* **WHAT THE TASK REQUIRES**: Each line below needs to be restated word for word.

* **GIVEN DATA**:
== Segment start ==

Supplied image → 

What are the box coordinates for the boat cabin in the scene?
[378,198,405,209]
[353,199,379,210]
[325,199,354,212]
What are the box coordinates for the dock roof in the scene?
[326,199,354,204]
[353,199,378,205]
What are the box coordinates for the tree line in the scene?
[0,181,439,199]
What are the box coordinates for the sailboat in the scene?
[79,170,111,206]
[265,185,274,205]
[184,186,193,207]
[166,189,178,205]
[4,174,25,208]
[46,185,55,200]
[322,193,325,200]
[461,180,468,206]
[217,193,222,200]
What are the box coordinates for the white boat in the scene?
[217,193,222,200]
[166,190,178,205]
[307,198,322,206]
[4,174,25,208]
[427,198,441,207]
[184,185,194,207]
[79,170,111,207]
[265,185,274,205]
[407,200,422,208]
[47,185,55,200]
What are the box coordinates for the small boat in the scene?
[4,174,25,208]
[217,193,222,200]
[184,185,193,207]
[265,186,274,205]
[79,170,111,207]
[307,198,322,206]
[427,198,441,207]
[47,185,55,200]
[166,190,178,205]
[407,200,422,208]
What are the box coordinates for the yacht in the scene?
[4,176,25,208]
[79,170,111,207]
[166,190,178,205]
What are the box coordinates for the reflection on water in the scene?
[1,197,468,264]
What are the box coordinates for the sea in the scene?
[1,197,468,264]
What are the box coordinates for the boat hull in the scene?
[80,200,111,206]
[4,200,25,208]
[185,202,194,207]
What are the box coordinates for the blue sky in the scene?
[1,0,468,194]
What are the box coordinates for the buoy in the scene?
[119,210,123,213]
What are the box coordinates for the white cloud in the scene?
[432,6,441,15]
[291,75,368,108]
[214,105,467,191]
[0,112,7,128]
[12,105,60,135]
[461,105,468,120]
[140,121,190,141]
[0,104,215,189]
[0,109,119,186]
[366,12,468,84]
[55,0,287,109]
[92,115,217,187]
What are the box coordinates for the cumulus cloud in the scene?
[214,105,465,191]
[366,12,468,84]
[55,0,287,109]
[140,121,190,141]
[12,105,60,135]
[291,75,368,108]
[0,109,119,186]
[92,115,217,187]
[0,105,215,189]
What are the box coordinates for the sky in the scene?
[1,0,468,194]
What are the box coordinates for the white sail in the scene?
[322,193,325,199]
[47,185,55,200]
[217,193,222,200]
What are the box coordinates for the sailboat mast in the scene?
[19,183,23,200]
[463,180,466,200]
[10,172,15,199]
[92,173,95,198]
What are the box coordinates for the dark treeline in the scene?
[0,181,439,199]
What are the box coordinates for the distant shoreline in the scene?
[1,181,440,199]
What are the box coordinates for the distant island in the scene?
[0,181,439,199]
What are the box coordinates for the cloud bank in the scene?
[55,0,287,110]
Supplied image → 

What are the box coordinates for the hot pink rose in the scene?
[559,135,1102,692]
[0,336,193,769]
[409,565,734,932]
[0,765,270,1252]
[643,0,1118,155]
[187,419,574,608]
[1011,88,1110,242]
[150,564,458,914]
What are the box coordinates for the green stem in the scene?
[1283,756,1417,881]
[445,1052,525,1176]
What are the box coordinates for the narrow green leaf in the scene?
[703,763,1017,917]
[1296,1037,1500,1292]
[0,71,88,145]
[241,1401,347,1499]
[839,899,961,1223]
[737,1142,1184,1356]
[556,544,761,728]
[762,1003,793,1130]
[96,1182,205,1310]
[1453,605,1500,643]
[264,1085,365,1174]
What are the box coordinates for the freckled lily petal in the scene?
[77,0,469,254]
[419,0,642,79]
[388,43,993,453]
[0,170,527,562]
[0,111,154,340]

== Segment end ==

* **EXERCISE RESPONSE**:
Supplied image → 

What are the box coordinates for the boat cabin in the scene?
[378,198,405,209]
[353,199,379,210]
[325,199,354,212]
What are the box coordinates for the dock roof in the scene?
[326,199,354,204]
[353,199,378,205]
What are the box coordinates for the tree line in the scene?
[0,181,439,199]
What are the box coordinates for the sailboat in the scene?
[79,170,111,206]
[265,185,274,205]
[184,186,193,207]
[166,189,178,205]
[4,174,25,208]
[46,185,55,200]
[322,193,325,200]
[461,180,468,206]
[217,193,222,200]
What are the box coordinates for the white boat in the scene?
[217,193,222,200]
[166,190,178,205]
[307,198,322,206]
[4,174,25,208]
[427,198,441,207]
[184,185,194,207]
[79,170,111,207]
[265,185,274,205]
[407,200,422,208]
[47,185,55,200]
What are the box coordinates for the small boat in the scene?
[4,174,25,208]
[217,193,222,200]
[184,185,193,207]
[265,186,274,205]
[79,170,111,207]
[307,198,322,206]
[427,198,441,207]
[47,185,55,200]
[166,190,178,205]
[407,200,422,208]
What are the box coordinates for the yacht in the scene?
[4,176,25,208]
[79,170,111,207]
[166,190,178,205]
What are the box coordinates for the reflection on water in the scene?
[1,197,468,264]
What are the box coordinates for the sea in the scene?
[1,197,468,264]
What are the box coordinates for the boat hull in the scene?
[80,200,111,206]
[4,200,25,208]
[185,202,194,207]
What are the box coordinates for the blue sky in the scene?
[1,0,468,194]
What are the box coordinates for the buoy in the scene?
[119,210,123,213]
What are the box coordinates for the white cloud in the scene?
[432,6,441,15]
[291,75,368,108]
[214,105,467,191]
[0,112,7,128]
[12,105,60,135]
[461,105,468,120]
[140,121,190,141]
[0,104,215,189]
[0,109,119,186]
[366,12,468,84]
[55,0,287,109]
[92,115,217,187]
What are the box coordinates for the cumulus cloud in the scene?
[214,105,465,191]
[366,12,468,84]
[55,0,287,109]
[140,121,190,141]
[12,105,60,135]
[291,75,368,108]
[0,109,119,186]
[92,115,217,187]
[0,105,215,189]
What are the box coordinates for the sky in the scene?
[1,0,468,194]
What are the box coordinates for the white sail in the scene?
[322,193,325,199]
[47,185,55,200]
[217,193,222,200]
What are the box coordinates for the sailboat mast in the scene?
[19,183,23,200]
[463,180,466,200]
[10,172,15,199]
[92,173,95,198]
What are the box coordinates for the dark treeline in the scene?
[0,181,439,199]
What are the box coordinates for the distant shoreline in the scene?
[1,181,440,199]
What are the box coordinates for the distant island in the scene?
[0,181,439,199]
What are the box coordinates for the cloud bank in the scene?
[55,0,287,110]
Supplied image → 

What are the box coordinates for the hot pink rose in the scene?
[559,135,1102,692]
[0,336,193,769]
[409,565,734,932]
[0,765,270,1252]
[643,0,1118,155]
[187,419,574,608]
[1011,88,1110,242]
[150,564,458,914]
What are the box coordinates for the green stem in the scene?
[1283,756,1417,881]
[445,1052,525,1176]
What are the box coordinates for the narrow green leaf in the scene?
[703,763,1017,917]
[1296,1037,1500,1292]
[0,71,88,145]
[241,1401,347,1499]
[839,899,961,1223]
[737,1142,1184,1356]
[556,544,761,728]
[762,1003,793,1130]
[96,1182,205,1310]
[1453,605,1500,643]
[264,1085,365,1174]
What are the box coordinates for the freckled lily petal in the scene?
[77,0,469,254]
[419,0,642,79]
[388,43,993,453]
[0,170,527,562]
[0,111,154,340]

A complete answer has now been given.